• _Défis_:
**a.** Selon l'extrait sur Scriabine, combien de sons compte l'accord mystique ?
**b.** Résumez en deux phrases l'extrait sur Scriabine.

• _Extrait du document_:
--------------------------------
Il est un novateur et son originalité s'exerce d'abord dans le domaine harmonique, bien que les autres aspects de son langage en soient difficilement dissociables. En effet, parti de l'influence de Chopin (cf. les 24 Préludes et, en général, toute son œuvre jusqu'en 1903), il découvre à travers Wagner l'hyperchromatisme. En outre, Wagner l'oriente vers des œuvres orchestrales de style néoromantique (cf. la 1re et la 2e Symphonie). La libération de la tonalité n'intervient qu'à l'issue de cette étape intermédiaire et prend la forme de l'accord mystique (do, fa dièse, si bémol, mi, la, ré, pour Prométhée), c'est-à-dire d'un accord de 6 sons, formé de quartes justes et altérées et fondé sur la résonance harmonique. Par ce biais, Scriabine évite le piège de l'attraction tonale. Il lui accorde, en outre, une valeur mystique dans la mesure où il le comprend comme un « principe unificateur » et un moyen de refléter « l'harmonie des mondes ». Dans ses dernières sonates, toute armure disparaît même à la clef : la mobilité de l'œuvre devient une dimension de l'atonalité. Mais, dépassant Wagner, à qui il reproche d'avoir maintenu l'autonomie du texte et de la musique, Scriabine tente la fusion des arts et des sens, car « le mystère » ne peut être qu'un acte total. Dans cette optique, il utilise pour Prométhée (1910) des projections colorées établies sur la base d'une table de correspondances du spectre des hauteurs sonores et du spectre des couleurs (do = rouge, sol = orange, = jaune brillant, la = vert, mi = blanc bleuâtre, etc.).
--------------------------------
• _Données brutes_:
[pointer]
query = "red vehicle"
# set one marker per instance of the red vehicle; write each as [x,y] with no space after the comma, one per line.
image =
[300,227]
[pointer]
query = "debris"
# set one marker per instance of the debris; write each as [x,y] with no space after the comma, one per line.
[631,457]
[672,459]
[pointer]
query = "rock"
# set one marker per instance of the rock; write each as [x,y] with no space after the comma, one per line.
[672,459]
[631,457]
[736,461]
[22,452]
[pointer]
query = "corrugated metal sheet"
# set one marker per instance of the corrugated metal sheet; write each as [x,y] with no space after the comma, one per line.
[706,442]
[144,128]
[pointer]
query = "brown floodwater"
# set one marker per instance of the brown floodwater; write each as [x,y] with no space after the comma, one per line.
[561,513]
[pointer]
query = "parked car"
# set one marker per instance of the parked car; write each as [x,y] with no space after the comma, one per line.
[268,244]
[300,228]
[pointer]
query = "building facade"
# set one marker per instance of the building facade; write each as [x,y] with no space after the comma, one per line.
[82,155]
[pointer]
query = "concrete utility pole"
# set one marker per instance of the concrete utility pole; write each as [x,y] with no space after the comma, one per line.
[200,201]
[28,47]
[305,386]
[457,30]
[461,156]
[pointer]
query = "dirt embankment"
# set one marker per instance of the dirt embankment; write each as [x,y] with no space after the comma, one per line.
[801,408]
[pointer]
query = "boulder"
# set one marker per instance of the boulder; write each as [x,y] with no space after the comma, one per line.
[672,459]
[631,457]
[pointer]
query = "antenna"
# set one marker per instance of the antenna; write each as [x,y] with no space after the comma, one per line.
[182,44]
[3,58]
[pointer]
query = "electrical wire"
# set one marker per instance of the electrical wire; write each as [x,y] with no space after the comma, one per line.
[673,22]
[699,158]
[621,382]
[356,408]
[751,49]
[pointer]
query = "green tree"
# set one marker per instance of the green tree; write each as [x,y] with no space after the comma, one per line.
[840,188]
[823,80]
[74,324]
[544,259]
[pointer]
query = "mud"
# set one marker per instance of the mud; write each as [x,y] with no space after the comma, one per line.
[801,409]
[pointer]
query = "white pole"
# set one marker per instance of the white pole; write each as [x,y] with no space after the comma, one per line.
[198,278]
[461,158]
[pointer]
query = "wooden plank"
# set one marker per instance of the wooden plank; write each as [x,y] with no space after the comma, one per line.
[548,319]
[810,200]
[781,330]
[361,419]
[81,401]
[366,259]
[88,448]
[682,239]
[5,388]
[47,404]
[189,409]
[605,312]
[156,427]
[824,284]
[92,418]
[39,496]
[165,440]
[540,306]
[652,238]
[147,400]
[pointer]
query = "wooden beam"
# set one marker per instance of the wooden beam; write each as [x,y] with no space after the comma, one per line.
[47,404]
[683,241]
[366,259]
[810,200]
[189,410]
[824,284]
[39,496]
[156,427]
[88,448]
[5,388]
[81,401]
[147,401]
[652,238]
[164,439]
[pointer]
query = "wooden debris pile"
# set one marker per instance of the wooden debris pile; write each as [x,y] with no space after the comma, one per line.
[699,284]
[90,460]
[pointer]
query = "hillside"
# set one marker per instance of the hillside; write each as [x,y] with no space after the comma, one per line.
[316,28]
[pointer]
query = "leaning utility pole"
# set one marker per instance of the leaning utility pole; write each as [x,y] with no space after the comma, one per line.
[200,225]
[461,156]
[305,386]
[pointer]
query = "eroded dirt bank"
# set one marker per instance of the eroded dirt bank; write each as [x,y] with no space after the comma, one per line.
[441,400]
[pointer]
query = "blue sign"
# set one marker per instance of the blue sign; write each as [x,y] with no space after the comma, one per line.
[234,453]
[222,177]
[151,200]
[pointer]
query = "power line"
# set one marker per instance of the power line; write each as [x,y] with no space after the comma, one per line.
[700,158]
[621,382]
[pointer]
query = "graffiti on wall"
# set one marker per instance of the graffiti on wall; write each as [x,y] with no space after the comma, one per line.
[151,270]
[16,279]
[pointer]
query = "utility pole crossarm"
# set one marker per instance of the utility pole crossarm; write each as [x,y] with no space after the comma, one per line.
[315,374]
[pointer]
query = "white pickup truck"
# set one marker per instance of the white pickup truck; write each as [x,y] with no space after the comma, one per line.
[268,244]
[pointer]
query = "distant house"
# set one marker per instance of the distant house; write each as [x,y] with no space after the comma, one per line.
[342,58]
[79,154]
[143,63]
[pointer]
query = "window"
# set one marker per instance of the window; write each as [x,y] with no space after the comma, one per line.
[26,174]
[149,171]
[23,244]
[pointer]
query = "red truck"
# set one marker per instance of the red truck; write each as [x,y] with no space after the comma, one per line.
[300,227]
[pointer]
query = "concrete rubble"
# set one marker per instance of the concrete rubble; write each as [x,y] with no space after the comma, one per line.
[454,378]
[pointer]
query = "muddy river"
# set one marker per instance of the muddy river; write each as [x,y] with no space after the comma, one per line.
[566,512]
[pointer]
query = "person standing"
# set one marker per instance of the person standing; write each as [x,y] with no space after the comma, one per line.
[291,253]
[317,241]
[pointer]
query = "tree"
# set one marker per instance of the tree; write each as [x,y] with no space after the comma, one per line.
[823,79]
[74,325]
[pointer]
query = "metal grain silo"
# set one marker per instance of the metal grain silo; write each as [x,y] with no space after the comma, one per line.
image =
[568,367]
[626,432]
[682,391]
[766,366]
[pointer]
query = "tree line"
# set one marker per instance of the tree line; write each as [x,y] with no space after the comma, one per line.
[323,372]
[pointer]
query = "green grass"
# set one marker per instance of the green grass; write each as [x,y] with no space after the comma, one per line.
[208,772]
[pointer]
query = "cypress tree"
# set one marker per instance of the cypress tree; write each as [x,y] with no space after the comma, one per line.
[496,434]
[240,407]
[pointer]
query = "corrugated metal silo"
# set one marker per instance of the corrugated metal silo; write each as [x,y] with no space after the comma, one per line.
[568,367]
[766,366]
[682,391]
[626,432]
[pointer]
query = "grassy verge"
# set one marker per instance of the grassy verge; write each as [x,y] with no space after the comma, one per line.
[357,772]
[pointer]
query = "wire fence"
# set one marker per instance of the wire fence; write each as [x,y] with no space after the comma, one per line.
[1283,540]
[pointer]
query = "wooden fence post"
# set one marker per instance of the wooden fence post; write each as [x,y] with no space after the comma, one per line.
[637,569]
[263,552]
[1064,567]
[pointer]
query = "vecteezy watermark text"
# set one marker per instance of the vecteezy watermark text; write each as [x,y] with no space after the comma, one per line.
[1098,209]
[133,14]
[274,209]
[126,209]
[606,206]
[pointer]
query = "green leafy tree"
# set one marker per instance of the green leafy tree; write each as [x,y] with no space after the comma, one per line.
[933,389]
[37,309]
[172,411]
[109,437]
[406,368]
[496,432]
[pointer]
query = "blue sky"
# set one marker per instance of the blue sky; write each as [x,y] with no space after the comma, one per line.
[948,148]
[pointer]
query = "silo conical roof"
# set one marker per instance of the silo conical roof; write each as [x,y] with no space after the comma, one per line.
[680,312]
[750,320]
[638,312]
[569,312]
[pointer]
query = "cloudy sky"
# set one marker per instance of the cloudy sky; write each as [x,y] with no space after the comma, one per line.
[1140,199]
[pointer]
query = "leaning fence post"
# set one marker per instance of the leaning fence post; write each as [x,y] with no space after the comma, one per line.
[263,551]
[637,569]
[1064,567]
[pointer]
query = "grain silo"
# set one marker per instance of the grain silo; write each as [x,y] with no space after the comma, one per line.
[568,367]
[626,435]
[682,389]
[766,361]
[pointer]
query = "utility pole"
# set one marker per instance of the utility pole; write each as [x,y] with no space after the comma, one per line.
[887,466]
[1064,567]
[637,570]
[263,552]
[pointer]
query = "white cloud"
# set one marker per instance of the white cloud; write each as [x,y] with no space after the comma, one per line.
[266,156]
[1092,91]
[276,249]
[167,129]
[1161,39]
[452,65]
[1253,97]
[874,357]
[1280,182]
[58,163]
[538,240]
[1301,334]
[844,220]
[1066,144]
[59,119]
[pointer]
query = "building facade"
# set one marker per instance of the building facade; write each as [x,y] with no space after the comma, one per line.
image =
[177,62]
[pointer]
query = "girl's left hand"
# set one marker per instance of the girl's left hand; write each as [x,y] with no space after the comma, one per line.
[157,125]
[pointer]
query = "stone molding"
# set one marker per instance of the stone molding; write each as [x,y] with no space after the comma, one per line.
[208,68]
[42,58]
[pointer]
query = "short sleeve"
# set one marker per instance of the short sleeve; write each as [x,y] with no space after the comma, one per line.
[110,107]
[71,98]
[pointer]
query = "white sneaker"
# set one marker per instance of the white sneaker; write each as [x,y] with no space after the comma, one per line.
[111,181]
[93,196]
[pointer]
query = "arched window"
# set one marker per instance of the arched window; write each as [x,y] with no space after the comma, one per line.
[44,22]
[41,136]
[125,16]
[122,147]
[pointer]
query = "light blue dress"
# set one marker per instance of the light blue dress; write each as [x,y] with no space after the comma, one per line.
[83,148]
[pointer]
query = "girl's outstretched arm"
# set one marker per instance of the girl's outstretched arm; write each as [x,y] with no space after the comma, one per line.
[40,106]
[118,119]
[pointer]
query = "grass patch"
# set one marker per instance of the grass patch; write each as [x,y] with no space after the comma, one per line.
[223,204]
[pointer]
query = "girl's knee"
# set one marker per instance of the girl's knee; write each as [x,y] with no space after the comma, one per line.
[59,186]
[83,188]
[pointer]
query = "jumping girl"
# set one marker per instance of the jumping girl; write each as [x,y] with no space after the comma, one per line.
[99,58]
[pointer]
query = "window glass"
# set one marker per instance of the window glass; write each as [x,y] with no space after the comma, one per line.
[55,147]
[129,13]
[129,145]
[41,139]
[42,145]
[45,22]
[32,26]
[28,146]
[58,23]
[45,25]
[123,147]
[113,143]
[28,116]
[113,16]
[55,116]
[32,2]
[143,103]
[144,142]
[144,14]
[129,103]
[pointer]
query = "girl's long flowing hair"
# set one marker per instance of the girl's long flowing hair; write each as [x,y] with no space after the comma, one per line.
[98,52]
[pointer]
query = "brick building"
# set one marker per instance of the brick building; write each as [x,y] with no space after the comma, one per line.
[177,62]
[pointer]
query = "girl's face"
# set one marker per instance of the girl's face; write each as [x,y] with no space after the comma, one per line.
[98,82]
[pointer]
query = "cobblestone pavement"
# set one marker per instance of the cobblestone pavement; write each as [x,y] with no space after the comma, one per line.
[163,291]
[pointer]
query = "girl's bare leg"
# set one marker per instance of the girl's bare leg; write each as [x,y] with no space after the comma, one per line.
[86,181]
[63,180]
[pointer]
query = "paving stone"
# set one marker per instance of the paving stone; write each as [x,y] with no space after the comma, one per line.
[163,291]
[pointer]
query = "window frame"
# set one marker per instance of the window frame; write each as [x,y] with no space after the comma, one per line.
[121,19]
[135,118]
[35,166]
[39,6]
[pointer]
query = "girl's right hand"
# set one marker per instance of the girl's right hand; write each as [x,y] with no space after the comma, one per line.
--------------------------------
• _Réponses attendues_:
**a.** Six sons.

**b.** Parti de l'influence de Chopin, puis orienté par Wagner vers l'hyperchromatisme et un style orchestral néoromantique, Scriabine libère la tonalité grâce à l'accord mystique, un accord de six sons formé de quartes justes et altérées auquel il prête une valeur mystique. Dépassant Wagner, il cherche la fusion des arts et des sens et utilise pour Prométhée (1910) des projections colorées fondées sur une correspondance entre hauteurs sonores et couleurs.